Set problem
Which lines of the entries contain the string "result"? Return each of them, matching case exactly.

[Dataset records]
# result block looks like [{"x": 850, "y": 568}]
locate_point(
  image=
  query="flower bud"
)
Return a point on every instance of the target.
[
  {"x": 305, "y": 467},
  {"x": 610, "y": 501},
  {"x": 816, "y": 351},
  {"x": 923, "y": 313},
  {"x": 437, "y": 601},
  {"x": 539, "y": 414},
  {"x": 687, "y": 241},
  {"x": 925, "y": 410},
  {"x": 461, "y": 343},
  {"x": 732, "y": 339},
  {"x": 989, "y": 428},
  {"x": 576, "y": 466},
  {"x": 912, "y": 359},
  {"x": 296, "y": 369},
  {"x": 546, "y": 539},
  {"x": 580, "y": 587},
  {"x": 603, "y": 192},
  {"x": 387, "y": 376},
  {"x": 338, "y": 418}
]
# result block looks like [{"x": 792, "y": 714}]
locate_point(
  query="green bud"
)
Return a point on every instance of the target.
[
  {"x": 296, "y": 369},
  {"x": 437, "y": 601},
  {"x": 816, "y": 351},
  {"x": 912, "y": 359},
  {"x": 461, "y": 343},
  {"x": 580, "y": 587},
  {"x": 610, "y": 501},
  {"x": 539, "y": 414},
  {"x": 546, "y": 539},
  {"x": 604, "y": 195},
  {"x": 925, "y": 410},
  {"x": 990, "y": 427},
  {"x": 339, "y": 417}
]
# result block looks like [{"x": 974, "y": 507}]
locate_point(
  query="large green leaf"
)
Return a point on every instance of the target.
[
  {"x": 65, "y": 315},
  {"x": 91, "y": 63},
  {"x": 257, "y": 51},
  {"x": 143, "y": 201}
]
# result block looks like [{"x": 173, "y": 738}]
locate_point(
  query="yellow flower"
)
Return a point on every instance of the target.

Task solution
# result block looks like [{"x": 850, "y": 568}]
# result block looks like [{"x": 792, "y": 714}]
# result block looks like [{"x": 974, "y": 507}]
# result block looks like [{"x": 173, "y": 738}]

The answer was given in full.